**FRAGMENTO DEL TEXTO:**
* * *

Finalmente, existe un tercer nivel en el que el esclavo Muri también le habla directamente a Melville en dos ocasiones. Este tercer nivel resulta de especial valor para nuestra argumentación. Los intercambios de este nivel se mueven dentro de una aparente aporía, pues serían imposibles de darse, en tanto desarrollo espacio-temporal, dentro del imaginario de la novela: Muri no conocería la existencia de Melville, no vive en su misma época y en ninguna circunstancia tendría forma de entablar comunicación con él. Sin embargo, de Mattos se permite este intercambio, que resulta en un espacio fantasmagórico fuera de la diégesis y del despliegue lógico de una novela que, como hemos destacado, presenta un desarrollo complejo al buscar instancias que aporten al efecto de verosimilitud. Tenemos, entonces, el nivel intradiegético en donde acontecen los hechos que corresponden a la diégesis ficcional que se presenta como «real», es decir, los acontecimientos en el nivel narrativo que siguen los eventos del barco de esclavos, el motín, el abordaje de los norteamericanos, la fuga improvisada y el juicio. Existe un segundo nivel narrativo que corresponde al espacio ficcional donde se encuentran Josefina Péguy junto con su albacea M. R. R., Juan Pedro Narbondo, Bonpland, Herman Melville y su esposa.[7] Este segundo nivel surge como extradiegético y de cierta manera enmarca al relato intradiegético: transcurre en un tiempo diferente, sin embargo, también es percibido como «real» dentro de la ficción. Y finalmente, un tercer nivel que corresponde a un nivel metadiegético en donde se dan las interacciones de Muri con Melville: éste es un relato en segundo grado que guarda una relación de imposibilidad lógica —en tanto desarrollo espacio-temporal— con el relato del que es parte, es decir, refiere a una ficción dentro de la realidad ficcional del universo narrativo.
Tomando en consideración esta distinción, haremos especial énfasis en el vínculo entre la diégesis percibida como «real» y el nivel metadiegético. El valor de esta relación estriba en la transgresión de un nivel narrativo a otro que supone una rasgadura de la realidad ficcional e inaugura un espacio ficticio en dicha realidad. Más adelante veremos no solo cómo se estructura, desde un sentido lógico, dicha correlación, sino que destacaremos la función fundamental de un procedimiento pictórico-textual como la écfrasis —presente en el texto de manera central en el quinto apunte— en la construcción de tal articulación de sentido.

* * *

[Extractos de datos de anotación de puntos]
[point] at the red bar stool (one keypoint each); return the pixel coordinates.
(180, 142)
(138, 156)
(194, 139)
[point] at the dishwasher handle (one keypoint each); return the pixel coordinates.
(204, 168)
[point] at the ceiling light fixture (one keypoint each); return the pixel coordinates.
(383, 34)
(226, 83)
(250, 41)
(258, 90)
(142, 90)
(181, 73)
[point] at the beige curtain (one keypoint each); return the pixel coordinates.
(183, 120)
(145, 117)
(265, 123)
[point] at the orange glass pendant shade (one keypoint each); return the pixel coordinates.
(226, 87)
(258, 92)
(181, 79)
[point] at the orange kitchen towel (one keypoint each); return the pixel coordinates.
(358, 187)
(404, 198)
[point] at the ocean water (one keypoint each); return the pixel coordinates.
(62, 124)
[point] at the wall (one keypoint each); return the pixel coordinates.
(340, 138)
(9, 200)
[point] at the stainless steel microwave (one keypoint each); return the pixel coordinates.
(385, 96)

* * *

**INSTRUCCIONES Y REQUISITOS:** Según el fragmento sobre los niveles narrativos de la novela, ¿qué procedimiento pictórico-textual se destaca y en qué apunte del texto aparece de manera central?

**RESPUESTA:** La écfrasis, presente de manera central en el quinto apunte.